- _Work request_
Treat the line containing "Subject: tree" as the last one, and return every line exactly from the first line of the material below up to it.

++++

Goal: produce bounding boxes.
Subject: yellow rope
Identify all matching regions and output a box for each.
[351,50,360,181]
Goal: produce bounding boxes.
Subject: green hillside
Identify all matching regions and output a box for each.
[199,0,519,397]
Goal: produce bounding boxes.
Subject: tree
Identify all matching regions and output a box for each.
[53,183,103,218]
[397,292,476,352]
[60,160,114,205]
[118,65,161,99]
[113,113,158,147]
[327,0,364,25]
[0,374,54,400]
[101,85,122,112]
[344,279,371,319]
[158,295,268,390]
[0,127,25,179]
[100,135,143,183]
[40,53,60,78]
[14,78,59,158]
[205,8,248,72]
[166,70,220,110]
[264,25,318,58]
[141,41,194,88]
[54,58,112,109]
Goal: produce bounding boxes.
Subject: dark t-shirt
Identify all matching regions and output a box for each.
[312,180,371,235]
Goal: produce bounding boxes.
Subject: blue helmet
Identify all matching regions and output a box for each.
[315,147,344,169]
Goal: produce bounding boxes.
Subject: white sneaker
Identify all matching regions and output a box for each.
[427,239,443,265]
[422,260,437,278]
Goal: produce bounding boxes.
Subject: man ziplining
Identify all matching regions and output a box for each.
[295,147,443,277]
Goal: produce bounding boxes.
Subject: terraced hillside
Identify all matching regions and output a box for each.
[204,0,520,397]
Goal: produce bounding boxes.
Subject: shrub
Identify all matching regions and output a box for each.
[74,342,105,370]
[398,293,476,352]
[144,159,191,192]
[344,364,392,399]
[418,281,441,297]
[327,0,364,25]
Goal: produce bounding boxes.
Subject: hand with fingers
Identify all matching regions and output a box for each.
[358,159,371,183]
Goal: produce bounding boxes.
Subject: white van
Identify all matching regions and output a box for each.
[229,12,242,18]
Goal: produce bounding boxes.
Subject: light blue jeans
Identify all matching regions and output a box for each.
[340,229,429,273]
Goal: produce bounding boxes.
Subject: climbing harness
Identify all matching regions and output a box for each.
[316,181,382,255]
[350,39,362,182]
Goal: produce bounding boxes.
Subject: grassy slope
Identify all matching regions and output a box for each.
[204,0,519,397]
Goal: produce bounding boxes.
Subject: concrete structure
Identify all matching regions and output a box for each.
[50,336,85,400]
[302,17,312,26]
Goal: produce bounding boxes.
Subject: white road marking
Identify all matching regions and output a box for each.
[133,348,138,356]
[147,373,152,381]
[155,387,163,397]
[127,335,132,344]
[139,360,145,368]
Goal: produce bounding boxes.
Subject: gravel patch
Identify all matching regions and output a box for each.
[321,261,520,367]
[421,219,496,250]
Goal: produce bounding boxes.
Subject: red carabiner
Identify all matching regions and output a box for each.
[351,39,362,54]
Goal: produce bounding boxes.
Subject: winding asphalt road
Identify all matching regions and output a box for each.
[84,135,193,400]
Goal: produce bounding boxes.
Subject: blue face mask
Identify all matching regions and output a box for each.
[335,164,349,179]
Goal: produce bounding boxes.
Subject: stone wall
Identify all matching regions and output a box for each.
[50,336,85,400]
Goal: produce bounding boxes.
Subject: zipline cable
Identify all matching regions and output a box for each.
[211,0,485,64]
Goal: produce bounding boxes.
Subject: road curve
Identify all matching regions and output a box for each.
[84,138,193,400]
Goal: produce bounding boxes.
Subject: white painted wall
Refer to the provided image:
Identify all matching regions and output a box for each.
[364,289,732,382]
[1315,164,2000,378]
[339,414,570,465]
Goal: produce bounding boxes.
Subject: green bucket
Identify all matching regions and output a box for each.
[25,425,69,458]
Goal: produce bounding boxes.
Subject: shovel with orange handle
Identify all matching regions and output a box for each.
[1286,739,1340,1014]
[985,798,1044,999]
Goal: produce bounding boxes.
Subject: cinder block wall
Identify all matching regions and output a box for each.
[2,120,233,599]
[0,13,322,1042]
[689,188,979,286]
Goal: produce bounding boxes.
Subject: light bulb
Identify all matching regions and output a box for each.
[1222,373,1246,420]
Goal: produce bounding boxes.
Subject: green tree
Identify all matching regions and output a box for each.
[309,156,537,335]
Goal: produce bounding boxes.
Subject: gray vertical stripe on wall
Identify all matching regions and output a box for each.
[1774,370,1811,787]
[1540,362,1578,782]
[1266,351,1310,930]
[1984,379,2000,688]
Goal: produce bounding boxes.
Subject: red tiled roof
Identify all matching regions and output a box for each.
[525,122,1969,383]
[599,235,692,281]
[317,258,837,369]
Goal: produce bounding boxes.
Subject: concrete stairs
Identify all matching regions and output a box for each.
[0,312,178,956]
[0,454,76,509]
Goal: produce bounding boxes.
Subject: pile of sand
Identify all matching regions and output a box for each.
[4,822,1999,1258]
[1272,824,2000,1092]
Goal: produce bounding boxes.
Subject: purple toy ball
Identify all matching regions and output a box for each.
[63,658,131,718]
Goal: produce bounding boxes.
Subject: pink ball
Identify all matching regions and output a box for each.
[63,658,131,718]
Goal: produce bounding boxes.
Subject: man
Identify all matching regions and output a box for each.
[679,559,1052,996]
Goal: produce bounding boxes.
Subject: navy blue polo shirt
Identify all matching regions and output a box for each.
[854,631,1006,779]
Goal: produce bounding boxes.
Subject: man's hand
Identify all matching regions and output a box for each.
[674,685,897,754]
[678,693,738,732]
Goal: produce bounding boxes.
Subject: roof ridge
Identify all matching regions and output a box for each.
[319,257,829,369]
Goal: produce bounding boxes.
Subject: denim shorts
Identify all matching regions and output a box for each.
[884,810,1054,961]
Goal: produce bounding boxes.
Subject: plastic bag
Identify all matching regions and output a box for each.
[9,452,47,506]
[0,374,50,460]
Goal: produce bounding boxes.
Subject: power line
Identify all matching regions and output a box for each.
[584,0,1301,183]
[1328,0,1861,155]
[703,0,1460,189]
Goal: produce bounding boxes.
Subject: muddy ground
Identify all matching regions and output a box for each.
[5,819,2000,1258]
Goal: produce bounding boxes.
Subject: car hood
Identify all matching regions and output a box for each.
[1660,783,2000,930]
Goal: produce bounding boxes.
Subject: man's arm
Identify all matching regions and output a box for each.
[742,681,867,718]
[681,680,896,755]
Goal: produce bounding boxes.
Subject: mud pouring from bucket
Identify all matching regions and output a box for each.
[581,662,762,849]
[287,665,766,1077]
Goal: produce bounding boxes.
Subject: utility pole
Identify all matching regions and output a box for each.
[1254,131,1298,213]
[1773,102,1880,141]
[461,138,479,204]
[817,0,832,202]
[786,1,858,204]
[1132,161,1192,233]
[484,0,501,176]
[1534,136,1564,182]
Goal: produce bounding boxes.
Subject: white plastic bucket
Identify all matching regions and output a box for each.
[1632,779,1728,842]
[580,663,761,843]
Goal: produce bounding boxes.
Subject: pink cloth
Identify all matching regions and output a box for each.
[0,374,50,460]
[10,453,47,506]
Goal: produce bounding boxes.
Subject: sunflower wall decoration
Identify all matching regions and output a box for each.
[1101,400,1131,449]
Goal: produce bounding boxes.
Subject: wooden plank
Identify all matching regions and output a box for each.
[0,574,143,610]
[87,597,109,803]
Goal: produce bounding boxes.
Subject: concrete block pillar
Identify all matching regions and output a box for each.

++++

- _The completed task_
Goal: produce bounding boxes.
Subject: yellow rope
Identify all matching regions and output a box for each.
[351,50,360,181]
Goal: produce bounding boxes.
Subject: green hillside
Identify all matching regions and output a box for each.
[199,0,519,397]
Goal: produce bounding boxes.
Subject: tree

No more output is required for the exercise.